-- Begin DATA PROVIDED --

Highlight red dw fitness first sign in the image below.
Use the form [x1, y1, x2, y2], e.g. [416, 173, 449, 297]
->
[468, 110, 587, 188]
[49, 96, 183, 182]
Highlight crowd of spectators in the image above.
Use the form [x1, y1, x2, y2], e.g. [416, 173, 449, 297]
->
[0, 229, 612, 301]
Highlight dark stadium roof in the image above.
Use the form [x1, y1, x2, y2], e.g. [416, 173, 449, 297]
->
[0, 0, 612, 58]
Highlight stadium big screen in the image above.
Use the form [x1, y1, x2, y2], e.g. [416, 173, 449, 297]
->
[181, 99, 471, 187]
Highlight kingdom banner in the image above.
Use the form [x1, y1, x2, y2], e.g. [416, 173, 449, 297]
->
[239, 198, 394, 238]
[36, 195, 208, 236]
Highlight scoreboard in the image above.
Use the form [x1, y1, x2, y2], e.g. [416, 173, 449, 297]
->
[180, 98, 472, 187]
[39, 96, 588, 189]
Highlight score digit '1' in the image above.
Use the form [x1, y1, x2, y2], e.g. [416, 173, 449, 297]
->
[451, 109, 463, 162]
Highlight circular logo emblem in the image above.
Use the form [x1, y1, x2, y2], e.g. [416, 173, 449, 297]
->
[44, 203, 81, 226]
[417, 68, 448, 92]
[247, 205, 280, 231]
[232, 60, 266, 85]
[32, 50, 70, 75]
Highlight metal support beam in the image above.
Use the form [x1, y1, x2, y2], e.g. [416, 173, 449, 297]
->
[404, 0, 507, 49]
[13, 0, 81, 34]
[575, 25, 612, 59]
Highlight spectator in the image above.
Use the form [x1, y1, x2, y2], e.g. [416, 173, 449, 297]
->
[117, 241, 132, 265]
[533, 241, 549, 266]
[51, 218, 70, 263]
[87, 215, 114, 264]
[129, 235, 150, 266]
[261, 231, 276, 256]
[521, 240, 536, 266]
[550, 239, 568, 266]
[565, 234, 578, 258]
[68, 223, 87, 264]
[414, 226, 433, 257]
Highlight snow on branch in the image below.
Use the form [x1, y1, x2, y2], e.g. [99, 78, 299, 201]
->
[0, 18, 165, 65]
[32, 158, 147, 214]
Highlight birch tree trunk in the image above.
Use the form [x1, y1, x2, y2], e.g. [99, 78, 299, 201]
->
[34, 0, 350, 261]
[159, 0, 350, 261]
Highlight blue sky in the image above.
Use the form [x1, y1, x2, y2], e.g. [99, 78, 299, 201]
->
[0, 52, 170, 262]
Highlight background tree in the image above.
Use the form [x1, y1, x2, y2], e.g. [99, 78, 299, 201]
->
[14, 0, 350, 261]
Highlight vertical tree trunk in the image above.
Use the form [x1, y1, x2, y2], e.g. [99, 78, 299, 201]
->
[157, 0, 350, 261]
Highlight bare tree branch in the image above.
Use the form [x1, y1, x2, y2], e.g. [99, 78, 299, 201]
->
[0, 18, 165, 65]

-- End DATA PROVIDED --

Reproduce all of the data above word for word, from the first line to the last.

THE RESULT:
Highlight red dw fitness first sign in the image below.
Use the form [x1, y1, x2, y2], e.g. [416, 173, 449, 297]
->
[468, 110, 587, 188]
[49, 96, 183, 182]
Highlight crowd of spectators in the image above.
Use the form [x1, y1, x2, y2], e.g. [416, 173, 449, 297]
->
[0, 229, 612, 301]
Highlight dark stadium roof in the image above.
Use the form [x1, y1, x2, y2], e.g. [416, 173, 449, 297]
->
[0, 0, 612, 58]
Highlight stadium big screen in the image above.
Use the form [x1, y1, x2, y2], e.g. [416, 173, 449, 297]
->
[181, 99, 471, 187]
Highlight kingdom banner in the image above.
Use the form [x1, y1, x2, y2], e.g. [416, 173, 449, 297]
->
[239, 198, 394, 238]
[36, 195, 208, 236]
Highlight scoreboard in the image above.
Use the form [x1, y1, x2, y2], e.g. [416, 173, 449, 297]
->
[180, 98, 472, 187]
[39, 96, 588, 189]
Highlight score digit '1' in the image above.
Use the form [x1, y1, x2, y2], e.g. [416, 173, 449, 297]
->
[451, 109, 463, 162]
Highlight circular logo emblem in the image above.
Use the form [x1, y1, x2, y2], e.g. [416, 173, 449, 297]
->
[44, 203, 81, 226]
[417, 68, 448, 92]
[247, 205, 280, 231]
[232, 60, 266, 85]
[32, 50, 70, 75]
Highlight metal support beam in the image above.
Use the form [x1, y1, x2, y2], e.g. [416, 173, 449, 297]
->
[404, 0, 507, 49]
[13, 0, 81, 34]
[575, 25, 612, 59]
Highlight spectator in the image above.
Use the form [x1, y1, x2, y2], e.g. [416, 173, 449, 297]
->
[117, 241, 132, 265]
[533, 241, 549, 266]
[51, 218, 70, 263]
[87, 215, 114, 264]
[129, 235, 150, 266]
[261, 231, 276, 256]
[521, 240, 536, 266]
[550, 239, 568, 266]
[565, 234, 578, 258]
[68, 223, 87, 264]
[414, 226, 433, 257]
Highlight snow on branch in the image below.
Use the form [x1, y1, x2, y2], e.g. [99, 78, 299, 201]
->
[0, 18, 165, 65]
[32, 158, 147, 214]
Highlight birch tree trunk in the image above.
Use the form [x1, y1, x2, y2], e.g. [99, 78, 299, 201]
->
[34, 0, 350, 261]
[159, 0, 350, 261]
Highlight blue sky in the image above.
Use the form [x1, y1, x2, y2], e.g. [99, 78, 299, 201]
->
[0, 52, 170, 262]
Highlight background tree in the image above.
Use the form [x1, y1, x2, y2], e.g. [99, 78, 299, 201]
->
[14, 0, 350, 261]
Highlight vertical tree trunk in the image above.
Use the form [x1, y1, x2, y2], e.g. [99, 78, 299, 201]
->
[157, 0, 350, 261]
Highlight bare tree branch in the image above.
Use the form [x1, y1, x2, y2], e.g. [99, 78, 299, 201]
->
[0, 18, 165, 65]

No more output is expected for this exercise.